• _수행할 과제_
a) CumulusRDF 설치 안내문에서 cumulusRDF 1.0.1과 호환되어 테스트를 마친 Cassandra 버전은 무엇입니까?
b) CumulusRDF 설치 안내문의 마지막 문장 다음 내용을 이어서 작성하세요.

• _본문 부분_
======

메뉴 건너뛰기

Bigdata, Semantic IoT, Hadoop, NoSQL

Bigdata, Hadoop ecosystem, Semantic IoT등의 프로젝트를 진행중에 습득한 내용을 정리하는 곳입니다.
필요한 분을 위해서 공개하고 있습니다. 문의사항은 gooper@gooper.com로 메일을 보내주세요.


1. Cassandra 1.2.11 다운로드/설치(cumulusRDF 1.0.1와 호환되며 테스트 된 버젼임)

 http://archive.apache.org/dist/cassandra/


 *참고1 : https://www.gooper.com/ss/index.php?mid=bigdata&category=2803&document_srl=3110 (버젼이 다르지만 언급된 항목에 대한 설정은 같으므로 참고하여 설정해준다)

 *참고2 : CumulusRDF 1.1.0이 Cassandra 1.2.X만 지원하므로 1.2.X를 다운받아 설치해야한다.


2. CumulusRDF 1.0.1 Web Application다운로드및 설치(직접 maven으로 빌드하면.. *.jar, war파일이 만들어지나 잘안됨(?))

  https://github.com/cumulusrdf/cumulusrdf/wiki/Downloads

  에서 March 11th 2014: CumulusRDF v1.0.1 war파일을 다운로드 받아서 WAS에 deploy한다.

  (예, tomcat의 경우 webapps폴더 밑에 두면 파일명을 context명으로 자동설치된다)


* 참고1 : https://github.com/cumulusrdf/cumulusrdf/wiki
* 참고2 : http://xxx.xxx.xxx.43:8080/cumulusrdf-1.0.1/info에 접근하면 web페이지에서 query및 bulkupload를 할 수있다. 

3. CumulusRDF 1.0.1 CLI 툴 다운로드및 설치

  https://github.com/cumulusrdf/cumulusrdf/wiki/Downloads

  에서 March 11th 2014: CumulusRDF v1.0.1 CLI jar를 다운로드 받아서 적절한 위치에 복사한다.

 * 참고1 : https://github.com/cumulusrdf/cumulusrdf/wiki/CLI)

 * 참고2 : dump, load, query, remove를 실행할 수 있는 jar파일임


 

4. 첨부된 1.0.0버젼의 CLI jar파일은 load할때 아래와 같이 사용한다.(이것은 thread개수를 지정할 수 있는데.. CumulusRDF 1.0.1 CLI등은 사용법이르며 일부기능이 지원되지 않음)

java -cp ./cumulusrdf-1.0.0-jar-with-dependencies.jar edu.kit.aifb.cumulus.cli.Main Load -i ./icbms_2016-04-15_15-10-16.nq -b 10000 -t 8

배치 10000, 쓰레드 8개로 nq파일을 업로드함

: 첨부파일을 이용할것


----------------------------첨부된 jar파일 사용시 가능한 옵션(Load, Dump, Query, Remove별로 다름)----------------------

-bash-4.1# java -cp ./cumulusrdf-1.0.0-jar-with-dependencies.jar edu.kit.aifb.cumulus.cli.Main Load -help

***ERROR: class org.apache.commons.cli.UnrecognizedOptionException: Unrecognized option: -help

usage: parameters:

 -b <arg>   batch size - number of triples (default: 100)

 -f <arg>   format ('nt', 'nq' or 'xml') (default: 'nt')

 -h         print help

 -i <arg>   name of file to read, - for stdin (but then need to specify -x

            option)

 -k <arg>   Cassandra keyspace (default KeyspaceCumulus)

 -n <arg>   Cassandra hosts as comma-separated list

            ('host1:port1,host2:port2,...') (default localhost:9160)

 -r <arg>   replication factor  (default: 1)

 -s <arg>   storage layout to use (triple|quad) (needs to match webapp

            configuration)

======

• _제공 데이터_

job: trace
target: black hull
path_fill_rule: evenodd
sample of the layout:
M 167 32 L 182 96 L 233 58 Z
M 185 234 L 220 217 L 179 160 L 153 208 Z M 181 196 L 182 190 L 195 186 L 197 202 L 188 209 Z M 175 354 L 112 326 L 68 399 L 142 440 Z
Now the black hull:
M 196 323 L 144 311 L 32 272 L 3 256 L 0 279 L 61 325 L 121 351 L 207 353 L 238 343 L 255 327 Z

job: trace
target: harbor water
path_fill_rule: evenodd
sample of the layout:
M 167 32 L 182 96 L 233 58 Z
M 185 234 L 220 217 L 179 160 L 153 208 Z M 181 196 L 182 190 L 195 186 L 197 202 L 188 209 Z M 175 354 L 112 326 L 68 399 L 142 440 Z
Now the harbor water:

======

• _기대 결과_
a) Cassandra 1.2.11입니다.

b)
 -t <arg>   number of loading threads (defaults to min(1,|hosts|/1.5))

time elapsed 6 ms

-bash-4.1# java -cp ./cumulusrdf-1.0.0-jar-with-dependencies.jar edu.kit.aifb.cumulus.cli.Main Dump -help

***ERROR: class org.apache.commons.cli.UnrecognizedOptionException: Unrecognized option: -help

usage: parameters:

 -h         print help

 -k <arg>   Cassandra keyspace (default KeyspaceCumulus)

 -n <arg>   Cassandra hosts as comma-separated list

            ('host1:port1,host2:port2,...') (default localhost:9160)

 -o <arg>   name of output file

time elapsed 6 ms

-bash-4.1# java -cp ./cumulusrdf-1.0.0-jar-with-dependencies.jar edu.kit.aifb.cumulus.cli.Main Query -help

***ERROR: class org.apache.commons.cli.UnrecognizedOptionException: Unrecognized option: -help

usage: parameters:

 -h         print help

 -k <arg>   Cassandra keyspace (default KeyspaceCumulus)

 -n <arg>   Cassandra hosts as comma-separated list

            ('host1:port1,host2:port2,...') (default localhost:9160)

 -q <arg>   sparql query string

 -s <arg>   storage layout to use (triple|quad) (needs to match webapp

            configuration)

time elapsed 10 ms

-bash-4.1# java -cp ./cumulusrdf-1.0.0-jar-with-dependencies.jar edu.kit.aifb.cumulus.cli.Main Remove -help

***ERROR: class org.apache.commons.cli.UnrecognizedOptionException: Unrecognized option: -help

usage: parameters:

 -h         print help

 -k <arg>   Cassandra keyspace (default KeyspaceCumulus)

 -n <arg>   Cassandra hosts as comma-separated list

            ('host1:port1,host2:port2,...') (default localhost:9160)

 -q <arg>   sparql construct query string. all its bindings will be

            removed.

 -s <arg>   storage layout to use (triple|quad) (needs to match webapp

            configuration)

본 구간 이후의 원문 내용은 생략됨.